PASSAGE GIVEN:
---+---
- Born: 24 July 1963 (age 63)
- Occupations: Journalist; author;
- Writing career
- Notable works: The Brown Dog Affair (1997); Bacchanal: The Carnival Culture of Trinidad (1998); Learie Constantine (2008); Clyde Walcott: Statesman of West Indies Cricket (2024);

= Peter Mason (journalist) =

English writer (born 1963)

Peter Mason (born 24 July 1963) is an English journalist and author.

His books include biographies of two great West Indies cricketers-turned-statesmen, Learie Constantine and Clyde Walcott, Bacchanal! (a study of Trinidad Carnival) and The Brown Dog Affair, about the "brown dog riots" of Edwardian London, which was made into a BBC Radio 4 play titled The Strange Affair of the Brown Dog.

Among Mason's other works are Jamaica in Focus (2000), a study of the culture, politics and economics of Jamaica, and a 1993 history of Southend United football club.

==Career==
As a journalist, Mason's longest running association has been with The Guardian, where he has been a staffer on the foreign and sports desks and for which he is a regular obituarist. He is also an arts critic for the Morning Star newspaper.

In the late 1980s, Mason was among a small coterie of British journalists focusing on writing about green issues. In the early 1990s, he was news editor of Green magazine, the UK’s first publication for green consumers, and in 1999, with its former editor Alistair Townley, he co-founded Ethical Performance, an international publication on corporate social responsibility. He was its editor and managing editor for 12 years.
---+---
REQUEST A: Make the paragraph that starts "In the late 1980s, Mason was among" in the Peter Mason article shorter, as a bulleted list that keeps its main facts.
REQUEST B: In the Peter Mason article, which newspaper does Mason write for as an arts critic?
---+---
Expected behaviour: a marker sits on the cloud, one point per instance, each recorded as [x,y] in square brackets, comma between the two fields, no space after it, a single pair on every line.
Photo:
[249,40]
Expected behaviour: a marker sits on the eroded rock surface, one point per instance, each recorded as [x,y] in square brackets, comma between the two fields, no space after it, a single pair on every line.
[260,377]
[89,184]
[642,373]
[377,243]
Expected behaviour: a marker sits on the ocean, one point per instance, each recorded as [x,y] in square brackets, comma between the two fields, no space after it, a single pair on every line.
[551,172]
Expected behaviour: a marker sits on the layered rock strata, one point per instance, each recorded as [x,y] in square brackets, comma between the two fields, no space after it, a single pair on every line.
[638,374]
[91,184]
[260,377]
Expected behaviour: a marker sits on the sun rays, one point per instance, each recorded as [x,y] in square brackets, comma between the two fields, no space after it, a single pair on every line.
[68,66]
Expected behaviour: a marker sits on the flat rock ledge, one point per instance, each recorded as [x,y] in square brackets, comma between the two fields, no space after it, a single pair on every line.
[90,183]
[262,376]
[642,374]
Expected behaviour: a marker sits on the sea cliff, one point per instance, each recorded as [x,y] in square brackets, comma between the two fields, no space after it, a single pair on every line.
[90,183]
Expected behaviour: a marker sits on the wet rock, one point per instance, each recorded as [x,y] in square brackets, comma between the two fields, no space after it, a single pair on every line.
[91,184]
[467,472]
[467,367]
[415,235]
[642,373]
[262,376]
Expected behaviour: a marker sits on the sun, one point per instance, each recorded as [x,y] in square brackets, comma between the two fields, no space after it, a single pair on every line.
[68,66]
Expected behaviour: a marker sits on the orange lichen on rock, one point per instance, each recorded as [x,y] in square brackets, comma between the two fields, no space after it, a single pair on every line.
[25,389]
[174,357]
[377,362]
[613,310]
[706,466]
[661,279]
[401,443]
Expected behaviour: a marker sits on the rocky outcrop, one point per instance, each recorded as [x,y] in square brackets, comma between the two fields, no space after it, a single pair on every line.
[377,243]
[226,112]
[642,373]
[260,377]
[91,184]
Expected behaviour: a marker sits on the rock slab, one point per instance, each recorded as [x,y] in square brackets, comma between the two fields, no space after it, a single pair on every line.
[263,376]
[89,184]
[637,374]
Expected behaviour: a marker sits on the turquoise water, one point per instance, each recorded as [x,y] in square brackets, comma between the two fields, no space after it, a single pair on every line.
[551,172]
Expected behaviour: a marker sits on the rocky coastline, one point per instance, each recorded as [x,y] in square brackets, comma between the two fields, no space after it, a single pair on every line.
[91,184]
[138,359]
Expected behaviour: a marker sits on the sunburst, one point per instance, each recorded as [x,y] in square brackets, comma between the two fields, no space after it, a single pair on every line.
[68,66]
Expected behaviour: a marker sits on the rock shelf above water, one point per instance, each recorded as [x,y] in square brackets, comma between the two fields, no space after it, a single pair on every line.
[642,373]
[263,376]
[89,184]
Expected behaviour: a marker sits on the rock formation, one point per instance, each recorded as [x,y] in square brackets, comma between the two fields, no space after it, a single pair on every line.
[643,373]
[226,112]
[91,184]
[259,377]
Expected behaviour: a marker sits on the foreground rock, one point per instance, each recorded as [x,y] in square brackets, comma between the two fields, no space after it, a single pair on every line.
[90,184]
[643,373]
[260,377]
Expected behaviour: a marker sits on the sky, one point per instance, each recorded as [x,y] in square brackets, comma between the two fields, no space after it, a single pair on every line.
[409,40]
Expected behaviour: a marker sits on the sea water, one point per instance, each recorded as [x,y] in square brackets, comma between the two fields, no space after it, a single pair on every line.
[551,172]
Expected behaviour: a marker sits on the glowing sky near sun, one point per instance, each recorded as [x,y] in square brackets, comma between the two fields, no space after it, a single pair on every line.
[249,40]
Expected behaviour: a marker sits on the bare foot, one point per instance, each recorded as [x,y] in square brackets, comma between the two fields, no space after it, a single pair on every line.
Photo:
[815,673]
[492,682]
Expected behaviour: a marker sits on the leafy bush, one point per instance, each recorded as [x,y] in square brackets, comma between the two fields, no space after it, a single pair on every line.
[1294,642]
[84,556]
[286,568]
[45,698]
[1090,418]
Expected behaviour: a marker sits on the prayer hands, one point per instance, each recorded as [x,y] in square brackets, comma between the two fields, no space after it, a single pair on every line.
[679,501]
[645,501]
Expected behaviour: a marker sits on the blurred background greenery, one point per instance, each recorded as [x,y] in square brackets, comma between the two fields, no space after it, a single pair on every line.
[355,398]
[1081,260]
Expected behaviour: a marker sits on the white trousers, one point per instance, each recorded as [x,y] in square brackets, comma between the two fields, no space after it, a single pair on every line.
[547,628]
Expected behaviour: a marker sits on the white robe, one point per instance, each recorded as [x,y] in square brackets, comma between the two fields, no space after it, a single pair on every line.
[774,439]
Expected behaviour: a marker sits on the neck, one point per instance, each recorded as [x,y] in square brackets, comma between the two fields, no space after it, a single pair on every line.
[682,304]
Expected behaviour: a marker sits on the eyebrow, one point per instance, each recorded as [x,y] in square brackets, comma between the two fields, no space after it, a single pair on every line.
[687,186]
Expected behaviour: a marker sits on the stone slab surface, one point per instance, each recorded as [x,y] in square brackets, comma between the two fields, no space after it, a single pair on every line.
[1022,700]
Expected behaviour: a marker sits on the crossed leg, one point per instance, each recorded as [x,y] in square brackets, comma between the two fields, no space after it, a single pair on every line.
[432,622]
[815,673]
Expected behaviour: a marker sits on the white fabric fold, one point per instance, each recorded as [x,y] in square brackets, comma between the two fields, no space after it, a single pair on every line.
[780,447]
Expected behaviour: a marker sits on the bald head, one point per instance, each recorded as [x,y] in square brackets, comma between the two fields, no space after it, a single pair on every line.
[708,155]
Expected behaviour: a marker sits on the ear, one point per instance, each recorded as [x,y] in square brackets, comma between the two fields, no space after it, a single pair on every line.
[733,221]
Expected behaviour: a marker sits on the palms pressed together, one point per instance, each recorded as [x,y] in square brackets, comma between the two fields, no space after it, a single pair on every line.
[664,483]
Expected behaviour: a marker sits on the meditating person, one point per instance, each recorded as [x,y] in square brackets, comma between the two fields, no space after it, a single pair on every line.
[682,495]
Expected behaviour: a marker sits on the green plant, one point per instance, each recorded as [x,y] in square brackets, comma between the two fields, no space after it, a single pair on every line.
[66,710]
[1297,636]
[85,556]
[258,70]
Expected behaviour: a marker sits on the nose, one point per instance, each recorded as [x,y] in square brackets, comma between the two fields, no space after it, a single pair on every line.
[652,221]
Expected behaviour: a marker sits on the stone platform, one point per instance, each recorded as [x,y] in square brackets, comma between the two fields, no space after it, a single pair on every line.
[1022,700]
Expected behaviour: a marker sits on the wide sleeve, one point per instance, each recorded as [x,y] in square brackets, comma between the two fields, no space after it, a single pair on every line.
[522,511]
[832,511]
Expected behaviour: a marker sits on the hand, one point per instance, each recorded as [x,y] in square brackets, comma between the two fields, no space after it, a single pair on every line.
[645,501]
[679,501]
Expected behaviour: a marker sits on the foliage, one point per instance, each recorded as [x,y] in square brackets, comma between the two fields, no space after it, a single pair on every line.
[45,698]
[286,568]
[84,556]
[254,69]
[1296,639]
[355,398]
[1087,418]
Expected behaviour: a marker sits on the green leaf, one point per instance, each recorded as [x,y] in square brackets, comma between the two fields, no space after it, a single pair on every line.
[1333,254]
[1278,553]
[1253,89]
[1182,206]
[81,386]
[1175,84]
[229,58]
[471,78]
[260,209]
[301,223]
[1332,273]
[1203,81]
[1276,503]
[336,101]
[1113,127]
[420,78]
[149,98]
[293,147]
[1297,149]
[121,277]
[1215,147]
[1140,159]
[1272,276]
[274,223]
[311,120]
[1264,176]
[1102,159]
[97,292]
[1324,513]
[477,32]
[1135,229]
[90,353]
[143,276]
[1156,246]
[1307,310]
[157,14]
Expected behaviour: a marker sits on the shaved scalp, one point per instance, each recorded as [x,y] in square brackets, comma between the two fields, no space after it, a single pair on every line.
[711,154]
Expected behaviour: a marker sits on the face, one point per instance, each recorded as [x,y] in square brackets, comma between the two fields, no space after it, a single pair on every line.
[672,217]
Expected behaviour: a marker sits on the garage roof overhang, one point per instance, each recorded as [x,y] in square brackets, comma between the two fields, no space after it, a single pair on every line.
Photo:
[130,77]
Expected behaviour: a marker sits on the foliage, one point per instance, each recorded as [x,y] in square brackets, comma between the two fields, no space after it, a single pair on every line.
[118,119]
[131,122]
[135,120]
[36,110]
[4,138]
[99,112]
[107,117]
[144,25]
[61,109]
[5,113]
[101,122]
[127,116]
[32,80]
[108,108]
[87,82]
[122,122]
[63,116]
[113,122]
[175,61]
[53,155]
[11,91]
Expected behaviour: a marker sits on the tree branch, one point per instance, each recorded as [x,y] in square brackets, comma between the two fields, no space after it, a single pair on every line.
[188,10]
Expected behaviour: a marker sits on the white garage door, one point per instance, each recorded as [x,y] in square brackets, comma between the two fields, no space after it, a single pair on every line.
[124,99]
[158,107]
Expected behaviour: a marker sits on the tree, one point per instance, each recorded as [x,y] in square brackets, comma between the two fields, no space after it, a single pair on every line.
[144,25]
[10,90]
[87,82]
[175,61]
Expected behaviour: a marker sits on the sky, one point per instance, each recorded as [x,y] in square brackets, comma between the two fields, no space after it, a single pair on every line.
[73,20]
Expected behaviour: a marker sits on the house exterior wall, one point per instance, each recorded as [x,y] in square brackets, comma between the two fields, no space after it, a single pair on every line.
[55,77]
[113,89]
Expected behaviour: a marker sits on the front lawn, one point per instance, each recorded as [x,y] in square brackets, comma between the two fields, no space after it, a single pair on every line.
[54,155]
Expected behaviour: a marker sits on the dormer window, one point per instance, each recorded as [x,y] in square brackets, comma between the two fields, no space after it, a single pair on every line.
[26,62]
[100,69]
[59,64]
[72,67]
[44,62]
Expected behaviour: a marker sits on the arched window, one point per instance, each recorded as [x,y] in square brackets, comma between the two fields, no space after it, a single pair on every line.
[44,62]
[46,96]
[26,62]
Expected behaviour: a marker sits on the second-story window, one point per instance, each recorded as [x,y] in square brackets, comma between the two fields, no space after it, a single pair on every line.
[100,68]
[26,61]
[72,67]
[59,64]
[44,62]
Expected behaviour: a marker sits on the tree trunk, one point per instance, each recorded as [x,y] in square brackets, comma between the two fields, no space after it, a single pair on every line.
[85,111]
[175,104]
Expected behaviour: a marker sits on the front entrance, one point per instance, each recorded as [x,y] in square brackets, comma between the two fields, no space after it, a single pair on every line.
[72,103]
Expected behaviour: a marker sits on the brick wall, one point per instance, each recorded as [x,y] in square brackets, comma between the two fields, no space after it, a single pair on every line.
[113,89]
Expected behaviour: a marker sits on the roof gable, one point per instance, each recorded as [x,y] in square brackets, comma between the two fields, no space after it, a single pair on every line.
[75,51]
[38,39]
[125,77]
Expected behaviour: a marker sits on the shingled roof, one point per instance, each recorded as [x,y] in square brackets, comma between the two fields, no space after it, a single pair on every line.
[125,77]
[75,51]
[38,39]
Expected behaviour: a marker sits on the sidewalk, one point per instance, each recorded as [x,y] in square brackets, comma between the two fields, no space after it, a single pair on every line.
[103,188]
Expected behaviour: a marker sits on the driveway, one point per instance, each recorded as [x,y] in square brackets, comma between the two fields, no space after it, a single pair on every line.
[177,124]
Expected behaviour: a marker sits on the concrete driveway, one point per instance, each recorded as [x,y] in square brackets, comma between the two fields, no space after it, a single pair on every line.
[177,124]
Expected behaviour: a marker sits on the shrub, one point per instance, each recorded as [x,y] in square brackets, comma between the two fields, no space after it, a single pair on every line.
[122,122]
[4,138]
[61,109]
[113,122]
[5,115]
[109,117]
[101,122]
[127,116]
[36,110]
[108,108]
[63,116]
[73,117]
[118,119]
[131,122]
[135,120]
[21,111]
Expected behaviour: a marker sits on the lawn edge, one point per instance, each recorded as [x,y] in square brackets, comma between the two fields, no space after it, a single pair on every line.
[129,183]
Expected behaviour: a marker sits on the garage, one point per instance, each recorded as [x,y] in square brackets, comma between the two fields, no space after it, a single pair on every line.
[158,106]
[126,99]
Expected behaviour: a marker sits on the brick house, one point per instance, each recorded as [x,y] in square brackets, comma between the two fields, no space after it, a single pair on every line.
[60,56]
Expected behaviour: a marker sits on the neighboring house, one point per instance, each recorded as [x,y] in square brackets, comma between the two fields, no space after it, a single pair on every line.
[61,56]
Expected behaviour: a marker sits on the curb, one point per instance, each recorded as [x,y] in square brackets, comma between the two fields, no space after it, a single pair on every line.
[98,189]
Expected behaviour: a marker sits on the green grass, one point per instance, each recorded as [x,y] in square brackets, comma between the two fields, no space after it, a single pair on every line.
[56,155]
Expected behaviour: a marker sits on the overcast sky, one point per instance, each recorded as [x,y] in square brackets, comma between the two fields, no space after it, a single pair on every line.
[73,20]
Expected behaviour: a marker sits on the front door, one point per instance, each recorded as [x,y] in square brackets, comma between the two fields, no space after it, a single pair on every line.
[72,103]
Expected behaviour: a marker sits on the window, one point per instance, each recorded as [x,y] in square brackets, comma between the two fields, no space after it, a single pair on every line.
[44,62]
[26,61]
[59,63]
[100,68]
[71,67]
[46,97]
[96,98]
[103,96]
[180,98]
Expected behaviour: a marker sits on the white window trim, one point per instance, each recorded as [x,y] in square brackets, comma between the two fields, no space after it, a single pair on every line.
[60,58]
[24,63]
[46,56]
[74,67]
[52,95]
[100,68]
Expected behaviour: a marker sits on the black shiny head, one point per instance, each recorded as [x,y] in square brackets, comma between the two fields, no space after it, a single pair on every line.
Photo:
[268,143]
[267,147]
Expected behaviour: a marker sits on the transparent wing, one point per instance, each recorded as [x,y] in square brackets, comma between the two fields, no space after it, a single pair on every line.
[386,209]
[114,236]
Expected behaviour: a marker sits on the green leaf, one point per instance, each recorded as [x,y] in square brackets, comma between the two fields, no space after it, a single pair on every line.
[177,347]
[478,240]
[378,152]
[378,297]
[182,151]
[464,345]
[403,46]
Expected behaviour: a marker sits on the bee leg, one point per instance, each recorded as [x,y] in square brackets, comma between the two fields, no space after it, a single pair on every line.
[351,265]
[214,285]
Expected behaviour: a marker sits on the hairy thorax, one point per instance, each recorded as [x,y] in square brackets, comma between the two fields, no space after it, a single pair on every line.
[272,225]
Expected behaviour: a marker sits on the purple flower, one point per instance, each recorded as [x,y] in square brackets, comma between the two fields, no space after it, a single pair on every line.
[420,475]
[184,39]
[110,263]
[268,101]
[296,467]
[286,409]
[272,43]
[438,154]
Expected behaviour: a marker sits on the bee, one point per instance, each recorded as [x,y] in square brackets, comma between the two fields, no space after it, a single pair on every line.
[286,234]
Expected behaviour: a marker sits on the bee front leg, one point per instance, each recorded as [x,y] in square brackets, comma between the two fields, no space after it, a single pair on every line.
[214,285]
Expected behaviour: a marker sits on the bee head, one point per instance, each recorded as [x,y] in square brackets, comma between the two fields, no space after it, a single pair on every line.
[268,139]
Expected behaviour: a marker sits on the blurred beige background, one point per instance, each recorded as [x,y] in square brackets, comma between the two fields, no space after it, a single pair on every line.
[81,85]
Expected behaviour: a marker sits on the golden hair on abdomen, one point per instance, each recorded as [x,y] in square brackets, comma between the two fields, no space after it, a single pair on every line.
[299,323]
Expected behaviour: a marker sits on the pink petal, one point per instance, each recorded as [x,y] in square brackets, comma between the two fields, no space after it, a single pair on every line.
---+---
TASK RESPONSE A:
- Late 1980s: one of a small group of British journalists writing about green issues
- Early 1990s: news editor of Green magazine, the UK's first publication for green consumers
- 1999: co-founded Ethical Performance, an international publication on corporate social responsibility, with Green's former editor Alistair Townley
- Served as its editor and managing editor for 12 years

TASK RESPONSE B: The Morning Star.